Exercise brief
Rewrite every line of the records below, requests included. Multiply each coordinate in the answers by 1.7 and round to the nearest whole number, with halves rounded up. Leave the numbers in the requests unchanged.
═════ Information given ═════
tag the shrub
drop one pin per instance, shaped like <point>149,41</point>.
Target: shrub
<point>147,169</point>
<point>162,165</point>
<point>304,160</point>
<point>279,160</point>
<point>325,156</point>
═════
Solution to this problem
tag the shrub
drop one pin per instance, shaped like <point>149,41</point>.
Target: shrub
<point>250,287</point>
<point>275,281</point>
<point>517,272</point>
<point>474,272</point>
<point>553,265</point>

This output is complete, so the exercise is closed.